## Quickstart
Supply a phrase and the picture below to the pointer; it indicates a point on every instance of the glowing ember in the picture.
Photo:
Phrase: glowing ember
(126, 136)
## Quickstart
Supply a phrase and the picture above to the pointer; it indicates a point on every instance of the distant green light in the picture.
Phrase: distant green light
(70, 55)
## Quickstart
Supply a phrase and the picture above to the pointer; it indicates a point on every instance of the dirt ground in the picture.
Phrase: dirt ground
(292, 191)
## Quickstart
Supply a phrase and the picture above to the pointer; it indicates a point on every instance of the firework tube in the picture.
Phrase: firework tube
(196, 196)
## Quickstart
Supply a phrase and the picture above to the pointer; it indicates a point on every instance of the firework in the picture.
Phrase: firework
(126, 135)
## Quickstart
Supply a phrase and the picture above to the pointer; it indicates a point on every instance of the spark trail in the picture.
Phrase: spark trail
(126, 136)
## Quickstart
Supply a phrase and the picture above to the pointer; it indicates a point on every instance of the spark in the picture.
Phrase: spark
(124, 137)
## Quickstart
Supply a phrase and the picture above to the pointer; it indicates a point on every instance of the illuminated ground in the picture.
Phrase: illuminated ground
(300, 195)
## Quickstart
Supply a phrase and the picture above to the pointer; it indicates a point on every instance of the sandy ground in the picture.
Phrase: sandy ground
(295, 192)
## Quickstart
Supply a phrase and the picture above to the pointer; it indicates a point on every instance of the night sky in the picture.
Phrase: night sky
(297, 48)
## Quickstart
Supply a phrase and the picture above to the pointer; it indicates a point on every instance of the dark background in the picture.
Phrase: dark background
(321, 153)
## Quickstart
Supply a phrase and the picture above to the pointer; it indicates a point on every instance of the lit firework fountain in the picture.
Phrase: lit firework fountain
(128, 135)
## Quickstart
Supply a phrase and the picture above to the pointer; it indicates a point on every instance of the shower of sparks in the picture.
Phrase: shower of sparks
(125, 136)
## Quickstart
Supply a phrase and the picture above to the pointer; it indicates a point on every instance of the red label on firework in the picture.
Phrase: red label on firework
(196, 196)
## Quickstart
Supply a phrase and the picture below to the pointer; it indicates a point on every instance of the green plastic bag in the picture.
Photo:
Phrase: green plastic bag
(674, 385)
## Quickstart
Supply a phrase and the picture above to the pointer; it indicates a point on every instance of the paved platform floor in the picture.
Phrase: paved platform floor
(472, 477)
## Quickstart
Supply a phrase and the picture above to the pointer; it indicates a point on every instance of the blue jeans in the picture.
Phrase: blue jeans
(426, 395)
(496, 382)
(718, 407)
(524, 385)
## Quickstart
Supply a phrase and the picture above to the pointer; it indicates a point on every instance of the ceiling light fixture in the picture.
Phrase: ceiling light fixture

◆ **Your objective**: Copy out the records once more. Match them exactly.

◆ **Exercise output**:
## Quickstart
Supply a phrase and the picture below to the pointer; it indicates a point on every instance of the glowing ember in the picture.
Photo:
Phrase: glowing ember
(126, 136)
## Quickstart
Supply a phrase and the picture above to the pointer; it indicates a point on every instance of the distant green light in the picture.
Phrase: distant green light
(70, 55)
## Quickstart
Supply a phrase and the picture above to the pointer; it indicates a point on every instance of the dirt ground in the picture.
Phrase: dirt ground
(292, 191)
## Quickstart
Supply a phrase and the picture above to the pointer; it indicates a point on every instance of the firework tube in the picture.
Phrase: firework tube
(196, 196)
## Quickstart
Supply a phrase and the picture above to the pointer; it indicates a point on every instance of the firework in the picture.
Phrase: firework
(126, 135)
## Quickstart
Supply a phrase and the picture above to the pointer; it indicates a point on every instance of the spark trail in the picture.
Phrase: spark trail
(126, 136)
## Quickstart
Supply a phrase and the picture above to the pointer; it indicates a point on every instance of the spark in the picture.
Phrase: spark
(124, 137)
## Quickstart
Supply a phrase and the picture above to the pointer; it indicates a point on every instance of the illuminated ground in the picture.
Phrase: illuminated ground
(300, 195)
## Quickstart
Supply a phrase and the picture above to the pointer; it indicates a point on every instance of the sandy ground in the picture.
Phrase: sandy ground
(295, 192)
## Quickstart
Supply a phrase and the picture above to the pointer; it indicates a point on every instance of the night sky in the picture.
Phrase: night sky
(297, 48)
## Quickstart
Supply a phrase and the picture above to the pointer; it indicates a point on every instance of the dark background in the picture.
Phrase: dark background
(321, 153)
## Quickstart
Supply a phrase and the picture above to the pointer; it indicates a point on every instance of the lit firework fountain in the picture.
Phrase: lit firework fountain
(128, 135)
## Quickstart
Supply a phrase and the picture above to the pointer; it indicates a point on every instance of the shower of sparks in the picture.
Phrase: shower of sparks
(125, 136)
## Quickstart
Supply a phrase and the picture above to the pointer; it indicates a point on every instance of the red label on firework in the picture.
Phrase: red label on firework
(196, 196)
## Quickstart
Supply a phrase and the picture below to the pointer; it indicates a point on every instance of the green plastic bag in the picture.
Photo:
Phrase: green plastic bag
(674, 385)
## Quickstart
Supply a phrase and the picture above to the pointer; it indicates a point on every instance of the paved platform floor in the picture.
Phrase: paved platform floor
(472, 477)
## Quickstart
Supply a phrase and the picture above to the pointer; it indicates a point on every instance of the blue jeans in the picture.
Phrase: blue jeans
(426, 395)
(496, 382)
(718, 407)
(524, 385)
## Quickstart
Supply a phrase and the picture above to the pointer; it indicates a point on every instance of the ceiling light fixture in the picture.
Phrase: ceiling light fixture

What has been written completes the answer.